--- Start Recorded information ---

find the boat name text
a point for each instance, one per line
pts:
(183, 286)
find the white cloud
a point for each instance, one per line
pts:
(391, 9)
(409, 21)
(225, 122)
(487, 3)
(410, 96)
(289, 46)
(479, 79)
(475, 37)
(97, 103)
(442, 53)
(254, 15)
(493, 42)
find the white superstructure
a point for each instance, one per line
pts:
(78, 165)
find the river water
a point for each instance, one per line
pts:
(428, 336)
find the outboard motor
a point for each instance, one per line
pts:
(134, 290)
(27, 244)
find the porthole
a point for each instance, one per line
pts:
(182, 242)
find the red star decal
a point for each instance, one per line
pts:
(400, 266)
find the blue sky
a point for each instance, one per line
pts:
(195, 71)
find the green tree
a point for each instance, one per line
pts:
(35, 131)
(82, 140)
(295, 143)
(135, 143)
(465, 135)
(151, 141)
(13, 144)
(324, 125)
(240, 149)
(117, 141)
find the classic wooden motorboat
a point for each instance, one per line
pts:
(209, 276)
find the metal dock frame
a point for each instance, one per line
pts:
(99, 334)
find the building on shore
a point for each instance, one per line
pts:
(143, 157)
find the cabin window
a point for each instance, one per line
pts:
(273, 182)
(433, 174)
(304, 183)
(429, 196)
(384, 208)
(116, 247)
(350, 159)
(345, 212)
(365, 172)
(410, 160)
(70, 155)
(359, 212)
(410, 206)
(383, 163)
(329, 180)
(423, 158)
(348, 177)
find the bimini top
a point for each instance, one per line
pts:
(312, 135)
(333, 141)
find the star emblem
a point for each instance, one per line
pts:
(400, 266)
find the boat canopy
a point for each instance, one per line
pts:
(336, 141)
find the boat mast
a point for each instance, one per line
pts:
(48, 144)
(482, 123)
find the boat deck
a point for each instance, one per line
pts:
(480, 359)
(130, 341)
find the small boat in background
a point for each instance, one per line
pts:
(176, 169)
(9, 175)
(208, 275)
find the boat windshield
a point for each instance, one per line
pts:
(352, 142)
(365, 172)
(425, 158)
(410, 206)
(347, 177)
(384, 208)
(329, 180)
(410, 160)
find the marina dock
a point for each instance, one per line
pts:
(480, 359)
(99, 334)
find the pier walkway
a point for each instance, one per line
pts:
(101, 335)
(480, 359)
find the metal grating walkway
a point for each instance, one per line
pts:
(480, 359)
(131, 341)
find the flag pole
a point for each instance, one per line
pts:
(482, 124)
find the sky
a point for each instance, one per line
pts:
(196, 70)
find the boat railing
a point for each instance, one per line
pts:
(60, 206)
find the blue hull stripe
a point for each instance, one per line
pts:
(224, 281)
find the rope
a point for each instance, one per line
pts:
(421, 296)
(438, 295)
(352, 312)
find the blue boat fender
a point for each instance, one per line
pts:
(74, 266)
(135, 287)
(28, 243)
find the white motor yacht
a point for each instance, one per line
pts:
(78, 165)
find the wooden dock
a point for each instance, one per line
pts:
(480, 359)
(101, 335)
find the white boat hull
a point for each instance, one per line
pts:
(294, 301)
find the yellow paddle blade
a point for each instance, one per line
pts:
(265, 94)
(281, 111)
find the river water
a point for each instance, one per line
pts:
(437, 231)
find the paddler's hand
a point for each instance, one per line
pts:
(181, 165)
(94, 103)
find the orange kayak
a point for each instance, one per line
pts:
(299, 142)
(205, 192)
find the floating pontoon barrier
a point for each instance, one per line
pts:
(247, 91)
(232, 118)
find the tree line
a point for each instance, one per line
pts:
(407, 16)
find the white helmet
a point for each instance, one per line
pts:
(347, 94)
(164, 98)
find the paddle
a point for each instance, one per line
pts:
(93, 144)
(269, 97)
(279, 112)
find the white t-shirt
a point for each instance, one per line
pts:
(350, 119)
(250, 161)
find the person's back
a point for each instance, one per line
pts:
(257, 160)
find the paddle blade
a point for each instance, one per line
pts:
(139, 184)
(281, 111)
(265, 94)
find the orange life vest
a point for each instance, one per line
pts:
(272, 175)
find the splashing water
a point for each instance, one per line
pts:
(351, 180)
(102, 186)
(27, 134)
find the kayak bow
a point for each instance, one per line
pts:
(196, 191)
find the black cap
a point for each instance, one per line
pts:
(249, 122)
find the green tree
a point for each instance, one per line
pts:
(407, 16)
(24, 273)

--- End Recorded information ---

■ Requirements ■
Render these records as a Markdown table with two columns, Row and Line, numbering each line in order and leaving out any blank lines.

■ Exercise solution ■
| Row | Line |
|---|---|
| 1 | find the boat name text |
| 2 | a point for each instance, one per line |
| 3 | pts: |
| 4 | (183, 286) |
| 5 | find the white cloud |
| 6 | a point for each instance, one per line |
| 7 | pts: |
| 8 | (391, 9) |
| 9 | (409, 21) |
| 10 | (225, 122) |
| 11 | (487, 3) |
| 12 | (410, 96) |
| 13 | (289, 46) |
| 14 | (479, 79) |
| 15 | (475, 37) |
| 16 | (97, 103) |
| 17 | (442, 53) |
| 18 | (254, 15) |
| 19 | (493, 42) |
| 20 | find the white superstructure |
| 21 | a point for each instance, one per line |
| 22 | pts: |
| 23 | (78, 165) |
| 24 | find the river water |
| 25 | a point for each instance, one per line |
| 26 | pts: |
| 27 | (428, 336) |
| 28 | find the outboard motor |
| 29 | a point for each instance, one per line |
| 30 | pts: |
| 31 | (134, 290) |
| 32 | (27, 244) |
| 33 | find the porthole |
| 34 | a point for each instance, one per line |
| 35 | pts: |
| 36 | (182, 242) |
| 37 | find the red star decal |
| 38 | a point for each instance, one per line |
| 39 | pts: |
| 40 | (400, 266) |
| 41 | find the blue sky |
| 42 | a point for each instance, one per line |
| 43 | pts: |
| 44 | (195, 71) |
| 45 | find the green tree |
| 46 | a point for each instance, one per line |
| 47 | pts: |
| 48 | (35, 131) |
| 49 | (82, 140) |
| 50 | (295, 143) |
| 51 | (135, 143) |
| 52 | (465, 135) |
| 53 | (151, 141) |
| 54 | (13, 144) |
| 55 | (324, 125) |
| 56 | (240, 149) |
| 57 | (117, 141) |
| 58 | find the classic wooden motorboat |
| 59 | a point for each instance, one per line |
| 60 | pts: |
| 61 | (209, 276) |
| 62 | find the metal dock frame |
| 63 | a point for each instance, one per line |
| 64 | pts: |
| 65 | (99, 334) |
| 66 | find the building on shore |
| 67 | a point for each instance, one per line |
| 68 | pts: |
| 69 | (143, 157) |
| 70 | find the cabin window |
| 71 | a point for each instance, one per line |
| 72 | pts: |
| 73 | (273, 182) |
| 74 | (433, 174) |
| 75 | (304, 183) |
| 76 | (429, 196) |
| 77 | (384, 208) |
| 78 | (116, 247) |
| 79 | (350, 159) |
| 80 | (345, 212) |
| 81 | (365, 172) |
| 82 | (410, 160) |
| 83 | (70, 155) |
| 84 | (359, 212) |
| 85 | (410, 206) |
| 86 | (383, 163) |
| 87 | (329, 180) |
| 88 | (423, 158) |
| 89 | (348, 177) |
| 90 | find the bimini top |
| 91 | a point for each instance, one per line |
| 92 | pts: |
| 93 | (312, 135) |
| 94 | (333, 141) |
| 95 | find the star emblem |
| 96 | a point for each instance, one per line |
| 97 | pts: |
| 98 | (400, 266) |
| 99 | find the boat canopy |
| 100 | a point for each instance, one per line |
| 101 | pts: |
| 102 | (336, 141) |
| 103 | find the boat mast |
| 104 | a point for each instance, one per line |
| 105 | pts: |
| 106 | (48, 144) |
| 107 | (482, 123) |
| 108 | find the boat deck |
| 109 | a point for each instance, one per line |
| 110 | pts: |
| 111 | (480, 359) |
| 112 | (130, 341) |
| 113 | find the small boat in background |
| 114 | a point for each instance, one per line |
| 115 | pts: |
| 116 | (176, 169) |
| 117 | (9, 175) |
| 118 | (208, 275) |
| 119 | find the boat windshield |
| 120 | a point for each instance, one per line |
| 121 | pts: |
| 122 | (352, 142) |
| 123 | (365, 172) |
| 124 | (425, 158) |
| 125 | (410, 206) |
| 126 | (347, 177) |
| 127 | (384, 208) |
| 128 | (329, 180) |
| 129 | (410, 160) |
| 130 | find the marina dock |
| 131 | a point for each instance, one per line |
| 132 | pts: |
| 133 | (480, 359) |
| 134 | (99, 334) |
| 135 | find the pier walkway |
| 136 | a point for each instance, one per line |
| 137 | pts: |
| 138 | (101, 335) |
| 139 | (480, 359) |
| 140 | find the metal grating walkway |
| 141 | a point for each instance, one per line |
| 142 | pts: |
| 143 | (480, 359) |
| 144 | (131, 341) |
| 145 | find the flag pole |
| 146 | a point for each instance, one per line |
| 147 | pts: |
| 148 | (482, 124) |
| 149 | find the sky |
| 150 | a point for each instance, one per line |
| 151 | pts: |
| 152 | (196, 70) |
| 153 | find the boat railing |
| 154 | a point for each instance, one per line |
| 155 | pts: |
| 156 | (60, 206) |
| 157 | find the blue hull stripe |
| 158 | a point for each instance, one per line |
| 159 | pts: |
| 160 | (224, 281) |
| 161 | find the rope |
| 162 | a point for each instance, one per line |
| 163 | pts: |
| 164 | (421, 296) |
| 165 | (438, 295) |
| 166 | (352, 312) |
| 167 | find the blue boat fender |
| 168 | a point for each instance, one per line |
| 169 | pts: |
| 170 | (74, 266) |
| 171 | (135, 287) |
| 172 | (28, 243) |
| 173 | find the white motor yacht |
| 174 | a point for each instance, one per line |
| 175 | pts: |
| 176 | (78, 165) |
| 177 | find the wooden dock |
| 178 | a point for each instance, one per line |
| 179 | pts: |
| 180 | (480, 359) |
| 181 | (101, 335) |
| 182 | find the white boat hull |
| 183 | a point for each instance, one per line |
| 184 | pts: |
| 185 | (294, 301) |
| 186 | find the yellow paddle blade |
| 187 | a point for each instance, one per line |
| 188 | pts: |
| 189 | (265, 94) |
| 190 | (281, 111) |
| 191 | find the river water |
| 192 | a point for each instance, one per line |
| 193 | pts: |
| 194 | (437, 231) |
| 195 | find the paddler's hand |
| 196 | a point for each instance, one per line |
| 197 | pts: |
| 198 | (181, 165) |
| 199 | (94, 103) |
| 200 | find the orange kayak |
| 201 | a point for each instance, one per line |
| 202 | pts: |
| 203 | (299, 142) |
| 204 | (205, 192) |
| 205 | find the floating pontoon barrier |
| 206 | a point for each instance, one per line |
| 207 | pts: |
| 208 | (247, 91) |
| 209 | (232, 118) |
| 210 | find the tree line |
| 211 | a point for each instance, one per line |
| 212 | pts: |
| 213 | (407, 16) |
| 214 | find the white helmet |
| 215 | a point for each instance, one per line |
| 216 | pts: |
| 217 | (347, 94) |
| 218 | (164, 98) |
| 219 | find the paddle |
| 220 | a point for each instance, one per line |
| 221 | pts: |
| 222 | (93, 144) |
| 223 | (269, 97) |
| 224 | (279, 112) |
| 225 | find the white t-shirt |
| 226 | a point for each instance, one per line |
| 227 | pts: |
| 228 | (350, 119) |
| 229 | (250, 161) |
| 230 | find the person's back |
| 231 | a point for each instance, one per line |
| 232 | pts: |
| 233 | (257, 160) |
| 234 | find the paddle blade |
| 235 | a point for each instance, one per line |
| 236 | pts: |
| 237 | (139, 184) |
| 238 | (281, 111) |
| 239 | (265, 94) |
| 240 | find the orange life vest |
| 241 | a point for each instance, one per line |
| 242 | pts: |
| 243 | (272, 175) |
| 244 | find the splashing water |
| 245 | a point for each instance, one per line |
| 246 | pts: |
| 247 | (351, 180) |
| 248 | (102, 186) |
| 249 | (27, 134) |
| 250 | find the kayak bow |
| 251 | a point for each instance, one per line |
| 252 | pts: |
| 253 | (196, 191) |
| 254 | find the black cap |
| 255 | a point for each instance, one per line |
| 256 | pts: |
| 257 | (249, 122) |
| 258 | find the green tree |
| 259 | a point for each instance, one per line |
| 260 | pts: |
| 261 | (407, 16) |
| 262 | (24, 273) |